## Tasks
a) According to the sustainable business article, what share of a typical organization's carbon footprint comes from the products and services it purchases?
b) Please write the next part of the sustainable business article, picking up after its final sentence.

Business Doesn’t Need To Cost The Earth

22/01/2021

Business doesn’t need to cost the Earth- Three Ways To Think About Your Business More Sustainably

A socially responsible business cares about its impacts, contributing positively to society and the environment. In the words of Archbishop Emeritus Desmond Tutu: “There are many major problems facing the world today. Business has both a responsibility and an opportunity to be a part of the solution and should be a major force for good in helping to solve some of the most pressing problems of our time. At The Wesley, we are always looking for ways in which we can improve our impact on the environment. We have put together a list of three questions and thoughts which should help to get you thinking in more of an environmentally friendly, business mindset. 

 

Social impact

How many people are employed and how well are they treated? Wages are normally the biggest cost to any business, so surely it is sensible to develop and optimise the workforce’s potential? A responsible company will provide the chance for people with the work ethic, talent and desire to blossom. Does the company contribute to the community and make charitable donations? Do supply chains ensure compliance to ethical standards?

 

Environmental impact

An environmental management standard (ISO14001) targets reduced carbon emissions through a structured environmental management system (EMS) applicable to any industry through management commitment. By setting benchmarks for the reduction and/or elimination of the emission of greenhouse gases, recycling and waste management, and reducing the use of plastic bottles and energy, the business should reduce its carbon footprint with the ultimate aim of becoming carbon-neutral.

  • Set an environmental policy. Make sure the policy is relevant to the business. Analyse your supply chain – 75% of a typical organisation’s carbon footprint comes from the products and services it purchases. 
  • Establish a procurement policy including an attempt to monitor the eco-efficiency of the supply chain.
  • Building and energy. Businesses that do not need to operate from a building that uses gas, electricity, boilers, hot water, lighting and electrical equipment may be in a minority. If a building is needed, then manage the situation and make it more efficient. By looking after and restoring a property, not only can energy bills be cut, but the building can be made more pleasant for clients.
  • Waste refuse. A business may have all sorts of waste. There are plastics, glass, ink cartridges, paper, food waste and more. Come to terms with the waste created, then aim to minimise or, if possible, eradicate it.

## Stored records
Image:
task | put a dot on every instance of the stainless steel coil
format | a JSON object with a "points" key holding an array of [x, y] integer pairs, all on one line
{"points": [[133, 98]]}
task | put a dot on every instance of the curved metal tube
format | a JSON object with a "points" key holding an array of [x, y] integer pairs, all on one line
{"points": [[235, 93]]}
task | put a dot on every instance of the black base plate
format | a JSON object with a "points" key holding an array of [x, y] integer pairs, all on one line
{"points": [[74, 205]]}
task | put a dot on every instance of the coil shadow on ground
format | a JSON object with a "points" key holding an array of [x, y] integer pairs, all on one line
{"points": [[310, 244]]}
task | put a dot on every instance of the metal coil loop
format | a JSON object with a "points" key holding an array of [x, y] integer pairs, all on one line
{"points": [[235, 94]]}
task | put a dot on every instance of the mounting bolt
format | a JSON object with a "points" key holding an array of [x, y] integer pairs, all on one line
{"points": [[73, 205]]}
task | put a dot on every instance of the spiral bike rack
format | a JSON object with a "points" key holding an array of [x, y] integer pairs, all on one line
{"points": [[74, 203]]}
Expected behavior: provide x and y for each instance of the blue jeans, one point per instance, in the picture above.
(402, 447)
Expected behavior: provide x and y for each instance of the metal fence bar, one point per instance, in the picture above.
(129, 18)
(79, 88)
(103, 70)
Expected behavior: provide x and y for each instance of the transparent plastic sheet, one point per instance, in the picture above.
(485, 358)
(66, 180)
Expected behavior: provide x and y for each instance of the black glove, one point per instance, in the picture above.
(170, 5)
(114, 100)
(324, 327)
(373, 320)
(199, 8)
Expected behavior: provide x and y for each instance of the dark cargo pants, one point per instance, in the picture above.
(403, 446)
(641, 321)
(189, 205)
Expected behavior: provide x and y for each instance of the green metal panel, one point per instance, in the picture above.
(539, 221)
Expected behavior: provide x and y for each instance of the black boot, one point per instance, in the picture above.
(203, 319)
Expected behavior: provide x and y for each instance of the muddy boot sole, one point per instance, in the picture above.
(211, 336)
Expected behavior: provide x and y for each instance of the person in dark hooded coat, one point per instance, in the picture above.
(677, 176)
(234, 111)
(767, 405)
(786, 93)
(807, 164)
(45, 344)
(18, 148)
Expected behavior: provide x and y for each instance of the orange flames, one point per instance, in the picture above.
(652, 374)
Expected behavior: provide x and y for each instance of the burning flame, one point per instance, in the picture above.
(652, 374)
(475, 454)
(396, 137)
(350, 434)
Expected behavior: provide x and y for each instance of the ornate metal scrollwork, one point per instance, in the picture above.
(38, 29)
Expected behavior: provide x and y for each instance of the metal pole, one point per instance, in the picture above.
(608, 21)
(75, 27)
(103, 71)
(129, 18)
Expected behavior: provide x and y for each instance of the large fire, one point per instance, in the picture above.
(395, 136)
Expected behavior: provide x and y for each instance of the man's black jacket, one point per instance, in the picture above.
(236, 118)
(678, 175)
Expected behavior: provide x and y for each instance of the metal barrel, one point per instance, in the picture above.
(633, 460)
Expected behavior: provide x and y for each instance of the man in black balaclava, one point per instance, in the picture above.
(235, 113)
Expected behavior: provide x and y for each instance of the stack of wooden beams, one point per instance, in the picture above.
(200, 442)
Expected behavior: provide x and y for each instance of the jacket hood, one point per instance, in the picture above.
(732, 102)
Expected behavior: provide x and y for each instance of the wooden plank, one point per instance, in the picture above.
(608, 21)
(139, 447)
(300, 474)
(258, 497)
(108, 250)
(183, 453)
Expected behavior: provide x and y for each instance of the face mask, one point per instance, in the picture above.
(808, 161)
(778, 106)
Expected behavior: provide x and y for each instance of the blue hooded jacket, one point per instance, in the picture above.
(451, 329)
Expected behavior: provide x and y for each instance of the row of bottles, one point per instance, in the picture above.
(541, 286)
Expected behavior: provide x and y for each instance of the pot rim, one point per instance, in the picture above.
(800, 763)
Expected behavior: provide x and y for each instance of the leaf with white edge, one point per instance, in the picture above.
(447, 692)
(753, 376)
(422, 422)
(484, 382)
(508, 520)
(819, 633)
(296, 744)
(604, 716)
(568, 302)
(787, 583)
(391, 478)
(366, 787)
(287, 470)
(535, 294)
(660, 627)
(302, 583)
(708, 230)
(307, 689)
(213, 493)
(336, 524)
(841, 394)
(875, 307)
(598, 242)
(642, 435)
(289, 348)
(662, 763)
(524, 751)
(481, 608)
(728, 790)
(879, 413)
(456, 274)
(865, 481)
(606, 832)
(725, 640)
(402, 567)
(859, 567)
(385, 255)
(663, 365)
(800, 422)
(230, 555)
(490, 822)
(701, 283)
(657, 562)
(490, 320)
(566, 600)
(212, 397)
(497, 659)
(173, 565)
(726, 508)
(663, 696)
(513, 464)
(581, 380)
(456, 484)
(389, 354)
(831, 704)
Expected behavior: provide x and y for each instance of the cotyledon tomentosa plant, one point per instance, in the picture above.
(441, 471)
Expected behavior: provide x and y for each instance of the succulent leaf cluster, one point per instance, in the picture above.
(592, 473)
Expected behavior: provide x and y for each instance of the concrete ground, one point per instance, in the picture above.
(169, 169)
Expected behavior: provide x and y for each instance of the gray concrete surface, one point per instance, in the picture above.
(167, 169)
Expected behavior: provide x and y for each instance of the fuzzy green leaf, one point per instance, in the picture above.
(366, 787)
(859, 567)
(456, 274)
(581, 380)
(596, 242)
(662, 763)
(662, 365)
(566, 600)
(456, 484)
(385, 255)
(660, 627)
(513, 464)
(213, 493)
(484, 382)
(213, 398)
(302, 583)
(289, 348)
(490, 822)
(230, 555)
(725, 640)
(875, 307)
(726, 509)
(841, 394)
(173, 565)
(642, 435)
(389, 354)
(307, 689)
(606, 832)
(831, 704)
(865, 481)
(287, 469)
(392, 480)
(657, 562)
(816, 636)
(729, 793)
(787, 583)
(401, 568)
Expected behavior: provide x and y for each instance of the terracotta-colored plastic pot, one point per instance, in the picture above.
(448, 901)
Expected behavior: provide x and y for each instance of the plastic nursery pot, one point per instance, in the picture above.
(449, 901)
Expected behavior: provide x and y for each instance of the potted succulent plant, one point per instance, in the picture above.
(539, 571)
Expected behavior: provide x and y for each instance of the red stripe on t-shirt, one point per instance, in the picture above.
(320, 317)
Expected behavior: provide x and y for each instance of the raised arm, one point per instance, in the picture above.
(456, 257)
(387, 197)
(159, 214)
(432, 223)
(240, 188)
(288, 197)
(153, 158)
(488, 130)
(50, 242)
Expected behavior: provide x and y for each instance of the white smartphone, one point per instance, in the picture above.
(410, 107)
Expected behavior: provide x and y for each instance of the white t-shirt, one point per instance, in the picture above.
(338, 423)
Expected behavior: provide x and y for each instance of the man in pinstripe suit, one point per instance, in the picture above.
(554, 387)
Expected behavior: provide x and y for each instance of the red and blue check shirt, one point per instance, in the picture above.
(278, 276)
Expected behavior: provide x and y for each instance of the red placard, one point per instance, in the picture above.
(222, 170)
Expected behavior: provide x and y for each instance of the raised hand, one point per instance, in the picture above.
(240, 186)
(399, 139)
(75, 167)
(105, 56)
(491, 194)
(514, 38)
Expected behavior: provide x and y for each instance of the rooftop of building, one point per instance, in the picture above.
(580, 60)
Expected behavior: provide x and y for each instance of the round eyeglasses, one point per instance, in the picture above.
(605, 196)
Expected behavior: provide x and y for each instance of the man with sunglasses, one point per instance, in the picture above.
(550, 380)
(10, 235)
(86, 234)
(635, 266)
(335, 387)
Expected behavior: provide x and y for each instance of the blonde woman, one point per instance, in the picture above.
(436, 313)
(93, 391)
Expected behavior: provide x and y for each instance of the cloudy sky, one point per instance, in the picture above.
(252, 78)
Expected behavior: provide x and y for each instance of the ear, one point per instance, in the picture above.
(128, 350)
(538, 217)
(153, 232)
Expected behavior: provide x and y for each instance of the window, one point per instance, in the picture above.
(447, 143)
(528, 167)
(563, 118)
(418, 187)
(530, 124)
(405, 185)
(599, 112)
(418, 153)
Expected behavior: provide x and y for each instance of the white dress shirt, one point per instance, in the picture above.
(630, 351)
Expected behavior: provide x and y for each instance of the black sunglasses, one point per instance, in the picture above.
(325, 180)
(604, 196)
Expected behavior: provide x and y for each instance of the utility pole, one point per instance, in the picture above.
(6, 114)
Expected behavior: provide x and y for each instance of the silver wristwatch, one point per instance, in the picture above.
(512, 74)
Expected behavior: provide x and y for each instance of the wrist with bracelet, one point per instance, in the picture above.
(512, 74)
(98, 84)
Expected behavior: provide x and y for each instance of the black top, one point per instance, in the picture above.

## Per-task outputs
a) 75%

b)
  • Set targets. Examples could be reducing carbon footprint by 6%; becoming a “0% to landfill” company; actively engaging with suppliers with the aim of sourcing from eco-efficient and sustainable sources; improving employee education with a green team as a focal point.
  • Measure results. Work out the carbon footprint per employee and/or customer and reduce it. Some waste is easier to reduce than others, but data can be obtained from the waste contractor to measure this. Update the procurement policy and use local suppliers. 
  • Market the results – these will probably make the business more competitive to new customers and might encourage other companies to follow.

 

Gross operating profit 

There is no evidence that social and environmental responsibility has a negative financial cost to hospitality businesses. Making it the unique selling point or “USP” can add to brand and performance, with numerous benefits. “Will behaving in a socially responsible way make my business more successful and more profitable?” asked David Jones in his book Who Cares Wins “Will my customers and consumers really reward me for this? Will my board? Will my shareholders?  Jones said he is convinced they will and we agree!

In this day and age, thinking about sustainability and your business’ impact on the environment, isn’t just important, it is essential. There is no better time than today to begin thinking about how you can improve your processes and systems in order to drastically improve your business’ impact on the world. There are always ways to improve, so making these initial steps is a great way to start!